Saved entries
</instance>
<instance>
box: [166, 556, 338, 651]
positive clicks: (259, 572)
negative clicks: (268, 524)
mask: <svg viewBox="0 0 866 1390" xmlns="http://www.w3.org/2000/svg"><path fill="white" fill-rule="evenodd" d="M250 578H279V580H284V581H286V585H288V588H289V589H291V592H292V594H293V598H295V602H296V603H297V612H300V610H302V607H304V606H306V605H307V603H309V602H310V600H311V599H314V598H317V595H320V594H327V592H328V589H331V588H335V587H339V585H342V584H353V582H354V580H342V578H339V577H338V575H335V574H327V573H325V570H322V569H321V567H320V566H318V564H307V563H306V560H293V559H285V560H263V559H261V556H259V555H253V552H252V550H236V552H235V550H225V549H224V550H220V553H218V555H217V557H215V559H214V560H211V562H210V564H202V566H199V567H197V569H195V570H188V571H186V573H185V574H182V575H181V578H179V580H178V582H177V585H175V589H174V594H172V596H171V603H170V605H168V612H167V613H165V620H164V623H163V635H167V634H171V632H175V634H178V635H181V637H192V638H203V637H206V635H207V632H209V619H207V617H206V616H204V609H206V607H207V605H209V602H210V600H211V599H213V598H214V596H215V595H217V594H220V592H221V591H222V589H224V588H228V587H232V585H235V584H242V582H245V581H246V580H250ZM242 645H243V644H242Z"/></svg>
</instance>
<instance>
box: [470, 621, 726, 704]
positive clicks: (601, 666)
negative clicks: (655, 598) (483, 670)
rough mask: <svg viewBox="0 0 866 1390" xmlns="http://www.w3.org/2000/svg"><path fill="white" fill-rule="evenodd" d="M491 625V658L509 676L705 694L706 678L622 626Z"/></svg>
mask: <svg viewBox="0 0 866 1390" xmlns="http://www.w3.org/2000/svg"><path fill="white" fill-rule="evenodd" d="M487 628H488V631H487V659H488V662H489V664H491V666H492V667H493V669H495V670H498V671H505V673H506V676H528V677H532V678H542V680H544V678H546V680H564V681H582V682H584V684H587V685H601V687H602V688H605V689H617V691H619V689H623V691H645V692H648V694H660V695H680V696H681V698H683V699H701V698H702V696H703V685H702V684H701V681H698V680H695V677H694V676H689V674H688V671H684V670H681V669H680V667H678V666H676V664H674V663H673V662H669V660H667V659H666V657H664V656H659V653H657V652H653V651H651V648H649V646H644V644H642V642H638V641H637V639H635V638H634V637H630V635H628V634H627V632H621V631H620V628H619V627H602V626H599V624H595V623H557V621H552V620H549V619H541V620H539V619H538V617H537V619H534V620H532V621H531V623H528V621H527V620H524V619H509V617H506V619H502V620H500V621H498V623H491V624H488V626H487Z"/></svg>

* [Request] Reproduce verbatim the lines above, from the first line through the line containing "negative clicks: (268, 524)", including both.

* [Answer box]
</instance>
<instance>
box: [166, 556, 338, 651]
positive clicks: (259, 572)
negative clicks: (268, 524)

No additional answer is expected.